[Rows from a pointing dataset]
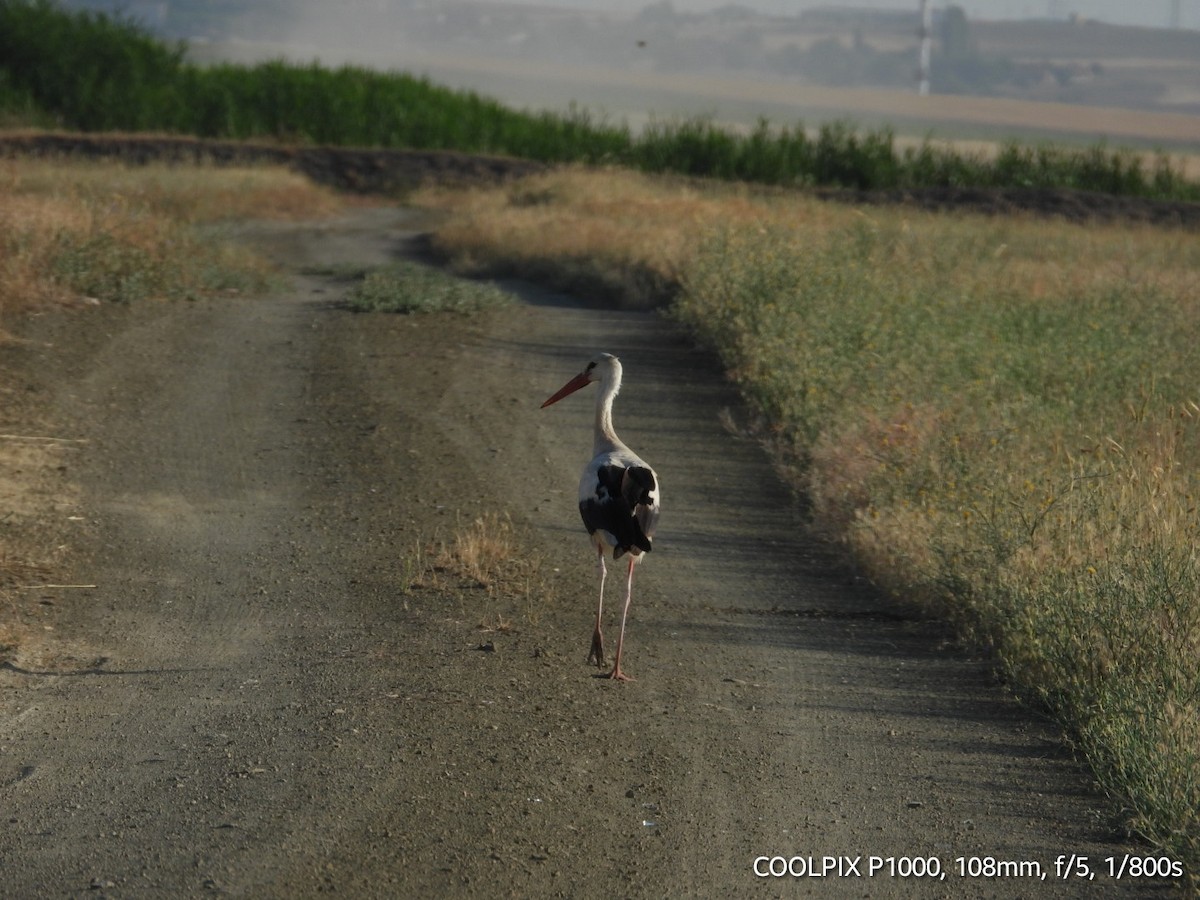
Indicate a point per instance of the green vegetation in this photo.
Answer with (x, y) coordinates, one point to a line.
(408, 287)
(1020, 453)
(997, 418)
(94, 72)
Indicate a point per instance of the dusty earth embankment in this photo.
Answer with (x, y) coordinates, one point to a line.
(379, 171)
(262, 696)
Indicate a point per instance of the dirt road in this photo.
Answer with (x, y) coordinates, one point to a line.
(257, 700)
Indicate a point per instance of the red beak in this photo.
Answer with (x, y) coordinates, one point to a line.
(580, 381)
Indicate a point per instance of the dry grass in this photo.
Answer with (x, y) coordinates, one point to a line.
(486, 555)
(113, 233)
(997, 417)
(78, 229)
(615, 234)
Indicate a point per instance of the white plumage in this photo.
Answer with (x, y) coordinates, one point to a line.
(619, 495)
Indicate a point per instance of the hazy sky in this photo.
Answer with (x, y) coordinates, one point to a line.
(1155, 13)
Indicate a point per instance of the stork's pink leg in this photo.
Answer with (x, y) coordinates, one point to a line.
(621, 639)
(597, 637)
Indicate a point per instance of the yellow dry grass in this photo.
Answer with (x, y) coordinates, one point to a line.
(994, 415)
(151, 210)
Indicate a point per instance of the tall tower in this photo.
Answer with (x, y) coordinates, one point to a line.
(925, 33)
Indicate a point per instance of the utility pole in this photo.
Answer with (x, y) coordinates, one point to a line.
(927, 36)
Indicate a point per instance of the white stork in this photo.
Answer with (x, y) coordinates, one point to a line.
(618, 495)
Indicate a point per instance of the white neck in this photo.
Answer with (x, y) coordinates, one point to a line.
(604, 436)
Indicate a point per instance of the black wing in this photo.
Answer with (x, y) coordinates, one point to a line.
(623, 507)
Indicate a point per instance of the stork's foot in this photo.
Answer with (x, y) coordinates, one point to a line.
(597, 654)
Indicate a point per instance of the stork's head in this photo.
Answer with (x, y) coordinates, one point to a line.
(603, 367)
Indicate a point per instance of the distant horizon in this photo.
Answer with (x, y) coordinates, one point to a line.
(1156, 13)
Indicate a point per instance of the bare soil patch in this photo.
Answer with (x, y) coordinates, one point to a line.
(390, 172)
(259, 699)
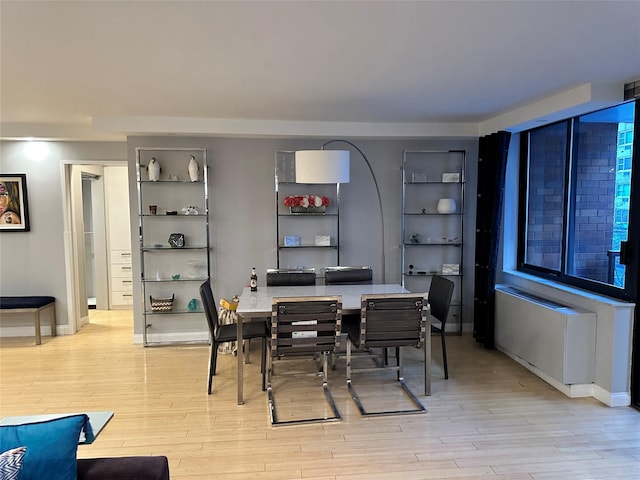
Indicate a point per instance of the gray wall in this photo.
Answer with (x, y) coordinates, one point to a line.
(33, 263)
(242, 205)
(242, 210)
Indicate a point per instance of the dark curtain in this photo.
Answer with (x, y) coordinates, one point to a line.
(492, 161)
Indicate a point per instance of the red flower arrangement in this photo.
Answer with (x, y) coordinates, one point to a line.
(306, 201)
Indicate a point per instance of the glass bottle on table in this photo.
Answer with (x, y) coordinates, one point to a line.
(253, 282)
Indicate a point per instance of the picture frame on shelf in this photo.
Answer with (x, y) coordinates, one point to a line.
(451, 177)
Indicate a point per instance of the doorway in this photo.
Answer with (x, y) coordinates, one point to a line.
(89, 219)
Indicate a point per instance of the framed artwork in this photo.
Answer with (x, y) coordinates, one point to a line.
(14, 209)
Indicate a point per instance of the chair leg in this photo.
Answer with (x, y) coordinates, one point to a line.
(212, 366)
(444, 355)
(262, 363)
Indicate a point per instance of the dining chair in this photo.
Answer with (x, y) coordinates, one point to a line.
(389, 321)
(304, 326)
(440, 293)
(228, 333)
(348, 275)
(288, 277)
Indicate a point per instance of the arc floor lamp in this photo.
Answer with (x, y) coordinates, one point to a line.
(332, 166)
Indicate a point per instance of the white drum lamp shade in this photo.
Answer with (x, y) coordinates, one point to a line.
(322, 166)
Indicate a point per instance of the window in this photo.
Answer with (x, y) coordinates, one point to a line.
(575, 199)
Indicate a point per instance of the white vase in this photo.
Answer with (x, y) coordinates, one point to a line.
(153, 169)
(446, 205)
(193, 169)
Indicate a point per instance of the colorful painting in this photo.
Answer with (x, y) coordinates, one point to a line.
(14, 211)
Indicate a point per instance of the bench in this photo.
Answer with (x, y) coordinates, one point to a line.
(33, 305)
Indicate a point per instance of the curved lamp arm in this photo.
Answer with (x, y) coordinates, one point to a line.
(375, 182)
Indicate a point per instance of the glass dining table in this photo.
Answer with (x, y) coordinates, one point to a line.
(254, 305)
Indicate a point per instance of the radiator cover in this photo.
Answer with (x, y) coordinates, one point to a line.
(557, 340)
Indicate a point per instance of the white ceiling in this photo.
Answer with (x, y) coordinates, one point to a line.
(67, 67)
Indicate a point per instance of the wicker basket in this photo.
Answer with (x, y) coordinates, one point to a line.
(162, 304)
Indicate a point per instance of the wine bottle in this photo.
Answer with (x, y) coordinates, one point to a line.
(253, 283)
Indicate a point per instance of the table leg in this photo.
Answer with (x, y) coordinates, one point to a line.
(240, 361)
(427, 361)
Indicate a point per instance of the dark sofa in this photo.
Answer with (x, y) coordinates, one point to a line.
(124, 468)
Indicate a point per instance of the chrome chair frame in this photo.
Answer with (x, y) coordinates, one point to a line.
(228, 333)
(440, 294)
(304, 326)
(389, 320)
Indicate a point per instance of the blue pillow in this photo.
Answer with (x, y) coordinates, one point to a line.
(11, 463)
(51, 447)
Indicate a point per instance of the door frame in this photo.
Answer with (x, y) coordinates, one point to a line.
(74, 236)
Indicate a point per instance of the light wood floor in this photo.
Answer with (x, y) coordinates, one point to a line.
(491, 419)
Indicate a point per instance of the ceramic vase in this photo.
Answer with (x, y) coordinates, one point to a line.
(153, 169)
(193, 169)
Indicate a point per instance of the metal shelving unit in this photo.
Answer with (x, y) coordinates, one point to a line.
(433, 232)
(168, 271)
(296, 243)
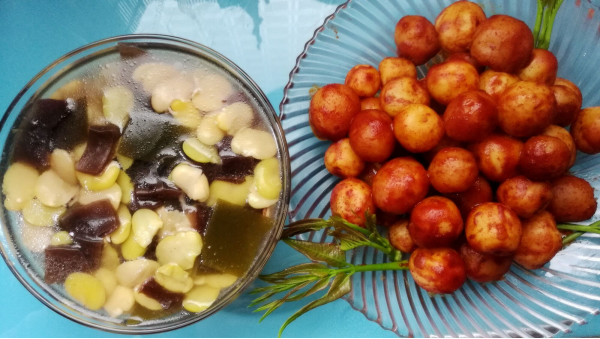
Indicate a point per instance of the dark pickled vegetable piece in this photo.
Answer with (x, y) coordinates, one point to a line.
(233, 237)
(130, 51)
(100, 149)
(72, 130)
(153, 290)
(63, 261)
(90, 222)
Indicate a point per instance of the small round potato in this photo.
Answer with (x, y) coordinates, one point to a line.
(456, 25)
(494, 228)
(435, 222)
(341, 161)
(468, 58)
(364, 80)
(544, 158)
(331, 111)
(370, 103)
(479, 193)
(498, 156)
(453, 170)
(495, 83)
(449, 79)
(418, 128)
(392, 68)
(400, 238)
(526, 108)
(484, 267)
(541, 241)
(400, 185)
(371, 136)
(439, 271)
(573, 201)
(401, 92)
(542, 68)
(416, 39)
(471, 117)
(586, 130)
(350, 199)
(524, 196)
(502, 43)
(565, 136)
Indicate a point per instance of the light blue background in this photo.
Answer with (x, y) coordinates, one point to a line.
(261, 36)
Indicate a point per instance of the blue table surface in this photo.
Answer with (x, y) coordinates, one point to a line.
(263, 37)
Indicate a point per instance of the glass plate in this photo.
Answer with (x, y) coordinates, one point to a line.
(542, 303)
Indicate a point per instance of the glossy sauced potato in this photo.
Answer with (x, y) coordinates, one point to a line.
(456, 25)
(371, 136)
(449, 79)
(453, 170)
(502, 43)
(435, 222)
(439, 270)
(331, 111)
(493, 228)
(418, 128)
(524, 196)
(416, 39)
(400, 185)
(573, 199)
(540, 243)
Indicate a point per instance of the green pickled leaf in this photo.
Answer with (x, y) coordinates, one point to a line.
(330, 254)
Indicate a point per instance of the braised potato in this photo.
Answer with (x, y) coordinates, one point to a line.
(540, 243)
(573, 199)
(416, 39)
(400, 238)
(471, 116)
(370, 103)
(439, 270)
(447, 80)
(331, 111)
(341, 161)
(401, 92)
(392, 68)
(400, 185)
(542, 68)
(498, 156)
(565, 136)
(495, 83)
(371, 136)
(484, 267)
(544, 158)
(502, 43)
(418, 128)
(586, 130)
(364, 80)
(526, 108)
(453, 170)
(493, 228)
(456, 25)
(524, 196)
(435, 222)
(479, 193)
(350, 199)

TASK OBJECTIVE:
Give back, unchanged, every line from the one with "Indicate a point per instance of the light blue" to the end of the entries above.

ANSWER IN FULL:
Indicate a point per instance of the light blue background in this photo.
Answer with (x, y) coordinates, one point to a line.
(261, 36)
Indicate a point per instance of the blue table surface in this photo.
Answer with (x, y) coordinates, one point to a line.
(263, 37)
Indicate a point per instance of the glass plate in this photo.
Answer with (x, y) coordinates, one point to a line.
(542, 303)
Indicate a point per instance of the glossy sauced potato in this photo.
Answer with (x, y) coordinates, one point to a line.
(456, 25)
(371, 136)
(449, 79)
(453, 170)
(502, 43)
(435, 222)
(439, 270)
(331, 111)
(493, 228)
(418, 128)
(524, 196)
(416, 39)
(400, 185)
(573, 199)
(540, 243)
Indicate a point per instance of the green pickled leaf in this photo.
Answer with (x, y) coordinates, one point to a line.
(330, 254)
Indicate a point per instance of the braised potato in this photo.
Answer with (x, y) coordinates, one point to a line.
(540, 243)
(573, 199)
(416, 39)
(400, 238)
(471, 116)
(370, 103)
(439, 270)
(447, 80)
(331, 111)
(341, 161)
(401, 92)
(392, 68)
(400, 185)
(542, 68)
(498, 156)
(565, 136)
(495, 83)
(371, 136)
(484, 267)
(544, 158)
(502, 43)
(418, 128)
(586, 130)
(364, 80)
(526, 108)
(453, 170)
(493, 228)
(456, 25)
(524, 196)
(435, 222)
(479, 193)
(350, 199)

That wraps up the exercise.